▶ Task description: Edit the lines from the one containing "of the nike" up to and including the one containing "x=206, y=226" by replacing "logo" with "emblem" and leaving everything else unchanged. Write out only those lines.

Excerpts of location labeling data
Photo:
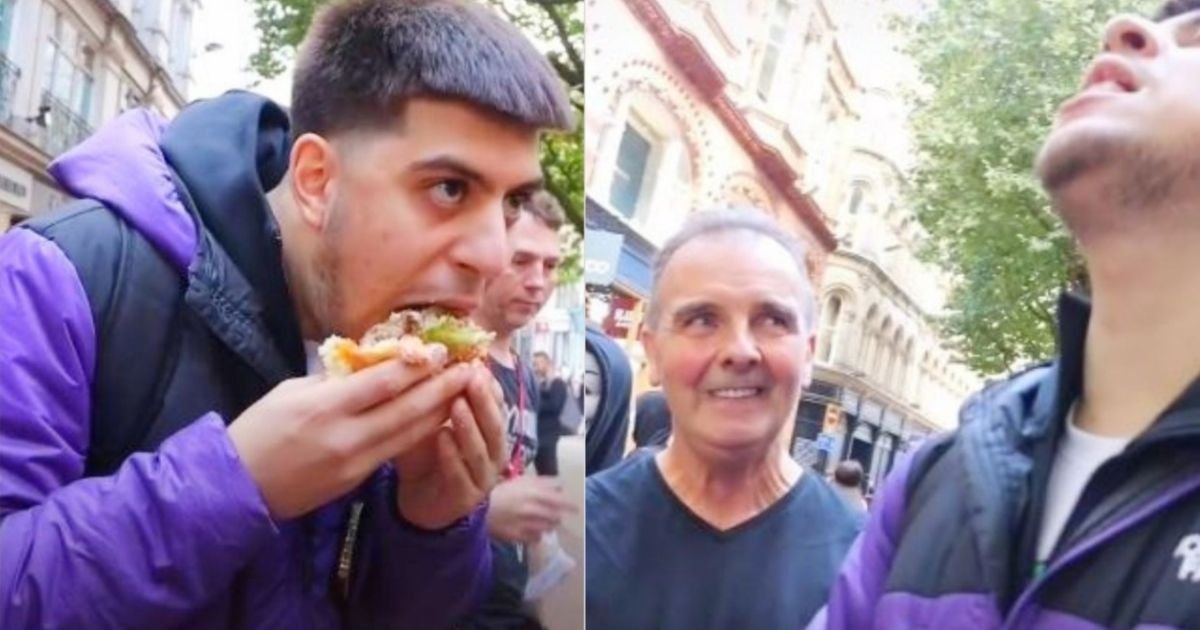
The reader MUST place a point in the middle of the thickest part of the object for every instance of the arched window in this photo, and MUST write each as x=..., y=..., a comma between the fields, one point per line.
x=857, y=197
x=828, y=333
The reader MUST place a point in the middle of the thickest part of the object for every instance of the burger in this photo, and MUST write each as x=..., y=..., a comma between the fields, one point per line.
x=407, y=335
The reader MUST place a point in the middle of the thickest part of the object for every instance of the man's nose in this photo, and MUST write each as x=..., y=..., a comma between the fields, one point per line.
x=484, y=247
x=1132, y=35
x=741, y=349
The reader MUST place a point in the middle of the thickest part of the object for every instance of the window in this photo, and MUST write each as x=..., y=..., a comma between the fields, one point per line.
x=773, y=47
x=857, y=195
x=181, y=39
x=633, y=157
x=69, y=69
x=828, y=328
x=7, y=13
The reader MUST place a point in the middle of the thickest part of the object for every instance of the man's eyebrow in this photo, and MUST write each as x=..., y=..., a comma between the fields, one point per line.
x=465, y=171
x=690, y=310
x=778, y=307
x=444, y=162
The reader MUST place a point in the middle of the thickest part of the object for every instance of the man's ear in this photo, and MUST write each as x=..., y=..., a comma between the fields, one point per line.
x=313, y=165
x=652, y=357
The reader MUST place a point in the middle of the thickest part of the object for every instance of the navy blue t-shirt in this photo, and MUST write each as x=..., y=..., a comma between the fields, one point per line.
x=653, y=563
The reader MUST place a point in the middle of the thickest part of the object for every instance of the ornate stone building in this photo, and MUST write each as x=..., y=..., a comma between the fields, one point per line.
x=790, y=106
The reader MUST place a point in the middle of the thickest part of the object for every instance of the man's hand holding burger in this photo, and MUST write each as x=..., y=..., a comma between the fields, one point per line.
x=312, y=439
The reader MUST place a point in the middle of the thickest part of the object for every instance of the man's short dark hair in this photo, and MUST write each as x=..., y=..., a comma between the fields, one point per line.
x=364, y=59
x=849, y=474
x=546, y=209
x=1176, y=7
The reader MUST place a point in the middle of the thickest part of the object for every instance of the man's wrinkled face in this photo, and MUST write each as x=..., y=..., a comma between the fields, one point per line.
x=1131, y=133
x=514, y=298
x=731, y=348
x=412, y=216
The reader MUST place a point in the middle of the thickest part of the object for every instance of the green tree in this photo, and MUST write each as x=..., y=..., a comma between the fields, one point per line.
x=557, y=28
x=994, y=75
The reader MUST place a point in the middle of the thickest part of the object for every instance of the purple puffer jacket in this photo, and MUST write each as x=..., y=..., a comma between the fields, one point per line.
x=179, y=538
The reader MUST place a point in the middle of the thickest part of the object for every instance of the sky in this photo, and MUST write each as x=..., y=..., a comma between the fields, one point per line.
x=231, y=24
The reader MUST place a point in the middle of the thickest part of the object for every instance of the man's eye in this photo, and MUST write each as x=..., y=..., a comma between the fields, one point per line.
x=449, y=192
x=700, y=322
x=513, y=203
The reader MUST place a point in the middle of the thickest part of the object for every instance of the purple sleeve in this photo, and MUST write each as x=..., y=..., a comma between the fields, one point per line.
x=150, y=543
x=859, y=586
x=415, y=579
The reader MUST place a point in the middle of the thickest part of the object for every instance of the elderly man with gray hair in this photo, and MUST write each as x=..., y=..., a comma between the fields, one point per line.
x=721, y=528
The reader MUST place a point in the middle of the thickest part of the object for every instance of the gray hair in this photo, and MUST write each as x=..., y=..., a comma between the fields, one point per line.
x=748, y=220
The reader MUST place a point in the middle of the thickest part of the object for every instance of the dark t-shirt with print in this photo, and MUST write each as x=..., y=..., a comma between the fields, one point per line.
x=653, y=563
x=504, y=606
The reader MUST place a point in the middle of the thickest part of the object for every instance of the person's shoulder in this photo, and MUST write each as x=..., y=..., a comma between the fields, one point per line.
x=621, y=481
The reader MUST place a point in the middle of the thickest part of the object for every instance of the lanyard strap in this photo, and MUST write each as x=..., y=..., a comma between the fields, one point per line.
x=516, y=460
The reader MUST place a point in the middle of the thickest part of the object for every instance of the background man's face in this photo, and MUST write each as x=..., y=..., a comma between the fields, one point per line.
x=1132, y=133
x=593, y=387
x=731, y=349
x=514, y=298
x=419, y=215
x=541, y=365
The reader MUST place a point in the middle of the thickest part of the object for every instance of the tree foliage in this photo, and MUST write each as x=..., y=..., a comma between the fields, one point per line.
x=555, y=25
x=994, y=73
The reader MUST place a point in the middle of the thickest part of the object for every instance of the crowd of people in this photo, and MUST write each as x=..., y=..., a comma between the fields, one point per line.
x=174, y=454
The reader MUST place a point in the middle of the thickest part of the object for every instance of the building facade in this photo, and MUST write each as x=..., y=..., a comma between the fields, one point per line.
x=790, y=106
x=690, y=106
x=66, y=67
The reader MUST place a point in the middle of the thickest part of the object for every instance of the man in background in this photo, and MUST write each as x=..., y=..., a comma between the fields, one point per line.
x=553, y=395
x=523, y=507
x=652, y=421
x=607, y=388
x=847, y=480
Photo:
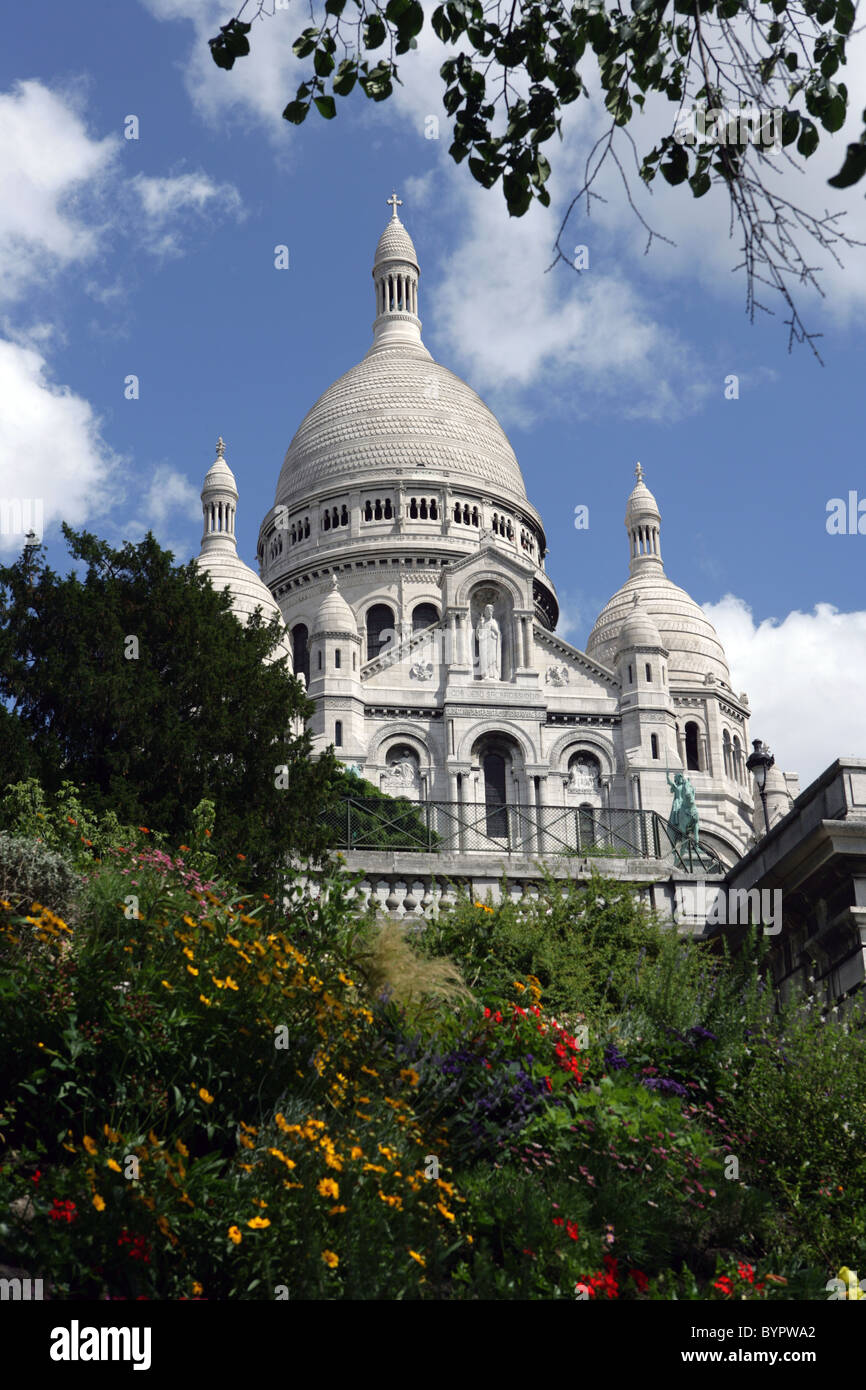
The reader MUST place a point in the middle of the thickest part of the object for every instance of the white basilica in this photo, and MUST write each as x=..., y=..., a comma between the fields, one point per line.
x=409, y=567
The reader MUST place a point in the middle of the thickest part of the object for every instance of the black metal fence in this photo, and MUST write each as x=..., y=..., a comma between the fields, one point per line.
x=453, y=827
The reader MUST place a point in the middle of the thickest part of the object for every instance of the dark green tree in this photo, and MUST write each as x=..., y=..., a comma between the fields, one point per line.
x=135, y=680
x=521, y=61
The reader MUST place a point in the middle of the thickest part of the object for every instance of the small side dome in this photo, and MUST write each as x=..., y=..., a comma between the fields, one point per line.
x=334, y=615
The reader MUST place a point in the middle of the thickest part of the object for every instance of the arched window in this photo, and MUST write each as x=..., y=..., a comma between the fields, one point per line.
x=300, y=652
x=495, y=794
x=424, y=615
x=692, y=759
x=380, y=628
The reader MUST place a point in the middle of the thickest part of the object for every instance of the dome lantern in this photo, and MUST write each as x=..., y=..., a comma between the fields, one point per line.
x=218, y=555
x=395, y=275
x=644, y=526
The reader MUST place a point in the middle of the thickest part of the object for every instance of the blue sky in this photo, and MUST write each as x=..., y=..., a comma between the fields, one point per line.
x=156, y=257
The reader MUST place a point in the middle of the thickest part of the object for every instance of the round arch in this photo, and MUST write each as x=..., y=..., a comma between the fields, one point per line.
x=495, y=578
x=502, y=726
x=578, y=742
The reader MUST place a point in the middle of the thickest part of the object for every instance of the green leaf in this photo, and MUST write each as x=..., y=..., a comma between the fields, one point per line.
x=808, y=139
x=296, y=113
x=676, y=167
x=852, y=170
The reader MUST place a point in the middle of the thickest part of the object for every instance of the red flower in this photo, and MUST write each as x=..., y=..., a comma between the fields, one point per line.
x=63, y=1211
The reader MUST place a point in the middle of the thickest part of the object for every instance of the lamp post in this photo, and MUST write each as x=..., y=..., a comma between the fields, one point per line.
x=759, y=765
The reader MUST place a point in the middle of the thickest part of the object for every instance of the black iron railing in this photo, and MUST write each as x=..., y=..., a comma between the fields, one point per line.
x=453, y=827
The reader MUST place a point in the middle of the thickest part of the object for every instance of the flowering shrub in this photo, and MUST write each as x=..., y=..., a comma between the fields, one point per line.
x=211, y=1096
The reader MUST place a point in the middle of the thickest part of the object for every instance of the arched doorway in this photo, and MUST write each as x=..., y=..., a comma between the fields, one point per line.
x=499, y=766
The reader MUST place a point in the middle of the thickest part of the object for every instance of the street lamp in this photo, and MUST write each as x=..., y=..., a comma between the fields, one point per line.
x=759, y=765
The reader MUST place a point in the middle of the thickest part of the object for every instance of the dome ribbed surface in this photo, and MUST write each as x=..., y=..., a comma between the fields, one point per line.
x=227, y=570
x=398, y=413
x=685, y=631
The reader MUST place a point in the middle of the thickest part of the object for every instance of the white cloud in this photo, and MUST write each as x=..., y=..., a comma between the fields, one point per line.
x=170, y=498
x=50, y=449
x=168, y=203
x=804, y=677
x=166, y=198
x=47, y=160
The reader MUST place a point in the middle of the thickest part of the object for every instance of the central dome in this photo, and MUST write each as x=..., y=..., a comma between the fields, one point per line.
x=399, y=413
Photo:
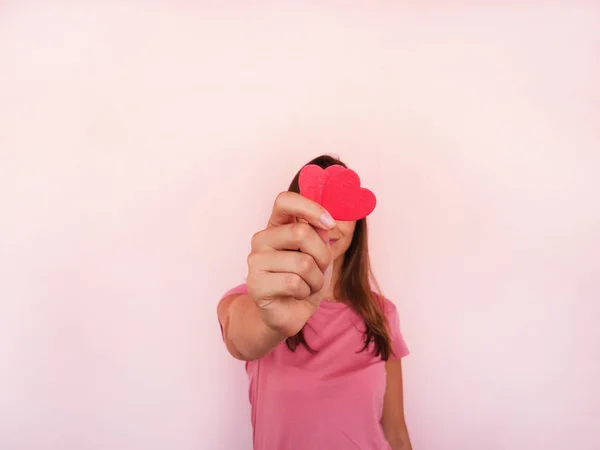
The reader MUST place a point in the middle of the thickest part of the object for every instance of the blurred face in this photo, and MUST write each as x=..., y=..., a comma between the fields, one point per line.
x=340, y=237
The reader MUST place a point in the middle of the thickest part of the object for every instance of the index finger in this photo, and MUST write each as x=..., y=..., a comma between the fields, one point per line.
x=290, y=205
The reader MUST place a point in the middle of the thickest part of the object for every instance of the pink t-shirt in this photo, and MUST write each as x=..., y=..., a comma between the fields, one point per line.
x=331, y=400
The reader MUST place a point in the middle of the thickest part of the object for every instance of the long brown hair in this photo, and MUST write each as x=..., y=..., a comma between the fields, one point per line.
x=355, y=284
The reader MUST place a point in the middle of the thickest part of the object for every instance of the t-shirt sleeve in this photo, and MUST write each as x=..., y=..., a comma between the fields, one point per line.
x=241, y=289
x=399, y=347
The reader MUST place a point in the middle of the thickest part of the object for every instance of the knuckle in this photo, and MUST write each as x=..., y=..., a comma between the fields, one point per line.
x=301, y=232
x=305, y=263
x=251, y=259
x=294, y=283
x=280, y=200
x=256, y=239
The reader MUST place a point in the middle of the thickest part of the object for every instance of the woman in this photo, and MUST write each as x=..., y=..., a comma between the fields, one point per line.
x=322, y=349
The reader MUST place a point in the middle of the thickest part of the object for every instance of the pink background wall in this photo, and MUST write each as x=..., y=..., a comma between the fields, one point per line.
x=141, y=145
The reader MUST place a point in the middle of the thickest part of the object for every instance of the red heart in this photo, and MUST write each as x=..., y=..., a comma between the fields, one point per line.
x=345, y=199
x=338, y=190
x=313, y=179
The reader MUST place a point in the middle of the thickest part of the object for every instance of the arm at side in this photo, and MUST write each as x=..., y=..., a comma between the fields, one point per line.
x=245, y=334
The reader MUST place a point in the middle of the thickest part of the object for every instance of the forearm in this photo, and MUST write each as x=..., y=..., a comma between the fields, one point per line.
x=246, y=335
x=400, y=441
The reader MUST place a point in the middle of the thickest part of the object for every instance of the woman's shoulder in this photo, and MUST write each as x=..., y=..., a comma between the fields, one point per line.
x=388, y=306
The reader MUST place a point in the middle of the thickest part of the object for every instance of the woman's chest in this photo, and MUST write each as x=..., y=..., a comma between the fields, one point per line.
x=340, y=369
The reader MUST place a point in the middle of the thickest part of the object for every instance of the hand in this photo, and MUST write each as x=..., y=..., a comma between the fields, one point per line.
x=290, y=263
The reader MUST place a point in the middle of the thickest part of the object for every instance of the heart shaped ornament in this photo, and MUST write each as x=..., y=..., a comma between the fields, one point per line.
x=338, y=190
x=313, y=178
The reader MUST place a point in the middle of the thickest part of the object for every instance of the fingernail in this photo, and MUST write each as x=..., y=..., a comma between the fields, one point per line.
x=327, y=220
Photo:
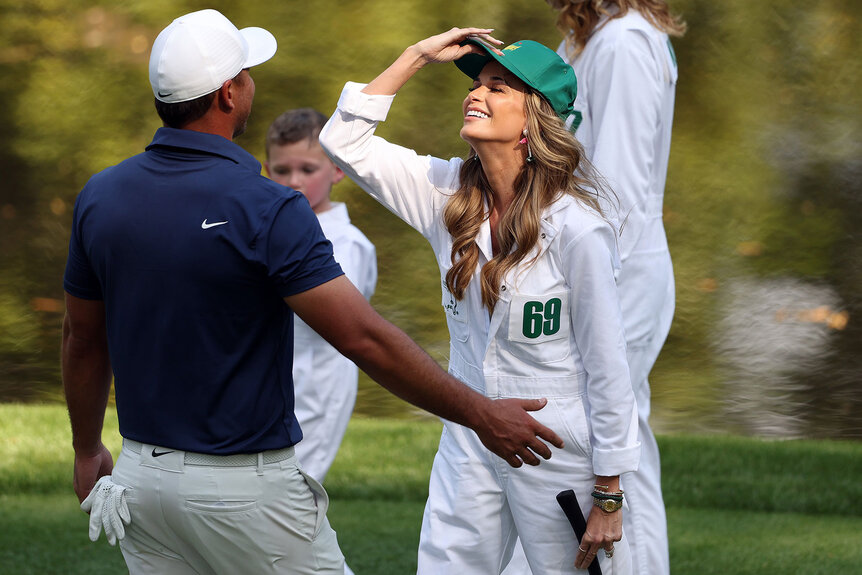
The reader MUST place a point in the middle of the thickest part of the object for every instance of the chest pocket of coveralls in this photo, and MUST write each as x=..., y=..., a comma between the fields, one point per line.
x=539, y=327
x=456, y=316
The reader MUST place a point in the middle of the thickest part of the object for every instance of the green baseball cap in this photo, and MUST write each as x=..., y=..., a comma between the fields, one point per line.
x=534, y=64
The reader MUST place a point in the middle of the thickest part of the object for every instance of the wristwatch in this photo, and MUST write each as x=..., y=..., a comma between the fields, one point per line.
x=608, y=505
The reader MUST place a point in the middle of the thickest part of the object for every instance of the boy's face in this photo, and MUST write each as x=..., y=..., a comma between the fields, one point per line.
x=305, y=167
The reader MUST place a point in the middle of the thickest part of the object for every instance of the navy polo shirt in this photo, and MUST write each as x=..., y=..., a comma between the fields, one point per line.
x=192, y=252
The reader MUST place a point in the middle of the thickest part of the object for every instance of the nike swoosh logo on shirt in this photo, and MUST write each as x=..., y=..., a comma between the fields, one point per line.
x=206, y=226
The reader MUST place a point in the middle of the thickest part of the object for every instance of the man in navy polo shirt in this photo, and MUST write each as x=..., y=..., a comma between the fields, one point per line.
x=185, y=268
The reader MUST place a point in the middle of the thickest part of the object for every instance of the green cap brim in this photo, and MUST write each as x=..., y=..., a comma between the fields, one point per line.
x=472, y=64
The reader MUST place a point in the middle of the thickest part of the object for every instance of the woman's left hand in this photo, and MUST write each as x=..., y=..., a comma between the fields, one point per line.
x=603, y=530
x=446, y=47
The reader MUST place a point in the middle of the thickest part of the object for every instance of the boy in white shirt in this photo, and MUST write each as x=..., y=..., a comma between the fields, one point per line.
x=325, y=382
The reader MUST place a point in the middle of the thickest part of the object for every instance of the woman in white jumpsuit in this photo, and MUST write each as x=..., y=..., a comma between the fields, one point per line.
x=627, y=74
x=548, y=324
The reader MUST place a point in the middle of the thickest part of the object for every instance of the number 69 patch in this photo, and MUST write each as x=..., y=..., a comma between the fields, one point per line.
x=537, y=319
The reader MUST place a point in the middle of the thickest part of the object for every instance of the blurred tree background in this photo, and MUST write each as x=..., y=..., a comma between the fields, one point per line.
x=762, y=202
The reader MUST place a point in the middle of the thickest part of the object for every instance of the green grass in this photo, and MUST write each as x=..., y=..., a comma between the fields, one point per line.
x=735, y=505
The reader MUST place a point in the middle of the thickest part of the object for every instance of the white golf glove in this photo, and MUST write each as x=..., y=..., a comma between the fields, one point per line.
x=106, y=504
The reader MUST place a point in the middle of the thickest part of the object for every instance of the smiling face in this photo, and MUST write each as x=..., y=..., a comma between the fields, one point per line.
x=494, y=108
x=305, y=167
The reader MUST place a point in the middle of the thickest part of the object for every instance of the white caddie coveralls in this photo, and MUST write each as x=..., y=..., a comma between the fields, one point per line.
x=556, y=332
x=325, y=382
x=627, y=76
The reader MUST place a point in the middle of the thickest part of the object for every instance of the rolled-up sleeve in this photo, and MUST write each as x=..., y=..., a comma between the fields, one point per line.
x=408, y=184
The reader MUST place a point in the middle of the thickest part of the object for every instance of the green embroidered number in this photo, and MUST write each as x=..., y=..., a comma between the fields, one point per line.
x=533, y=319
x=552, y=316
x=542, y=319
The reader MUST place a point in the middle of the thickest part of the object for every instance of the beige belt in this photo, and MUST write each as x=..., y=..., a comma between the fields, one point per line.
x=206, y=459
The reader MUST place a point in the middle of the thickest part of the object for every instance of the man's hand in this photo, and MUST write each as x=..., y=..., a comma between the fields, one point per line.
x=89, y=468
x=508, y=430
x=108, y=510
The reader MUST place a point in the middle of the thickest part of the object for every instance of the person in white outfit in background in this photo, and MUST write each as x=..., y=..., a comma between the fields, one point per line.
x=527, y=269
x=325, y=382
x=621, y=53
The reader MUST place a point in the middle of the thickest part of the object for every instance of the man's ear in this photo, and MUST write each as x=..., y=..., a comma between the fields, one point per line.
x=225, y=96
x=337, y=175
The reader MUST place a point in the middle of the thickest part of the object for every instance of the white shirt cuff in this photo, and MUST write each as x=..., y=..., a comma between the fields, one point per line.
x=357, y=103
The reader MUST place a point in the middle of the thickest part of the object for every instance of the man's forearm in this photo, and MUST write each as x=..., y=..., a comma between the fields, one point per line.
x=87, y=383
x=397, y=363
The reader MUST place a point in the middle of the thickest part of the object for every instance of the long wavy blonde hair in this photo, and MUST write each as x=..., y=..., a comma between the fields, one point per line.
x=559, y=167
x=577, y=19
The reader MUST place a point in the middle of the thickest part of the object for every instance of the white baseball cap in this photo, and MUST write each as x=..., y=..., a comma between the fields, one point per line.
x=199, y=52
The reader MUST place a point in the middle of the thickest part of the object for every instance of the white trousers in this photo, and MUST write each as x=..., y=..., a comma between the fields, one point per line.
x=478, y=506
x=647, y=300
x=194, y=519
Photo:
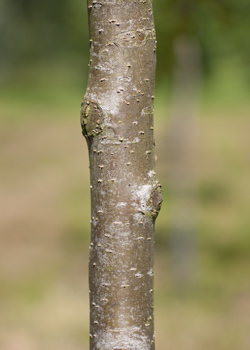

▶ Exercise answer:
The reader MUST place a point in the middle of the thickest part of the object for every instance of the nike swoosh emblem on shirt in this photo, and MUST write each as x=..., y=..., a comma between the fields, one point per line.
x=206, y=226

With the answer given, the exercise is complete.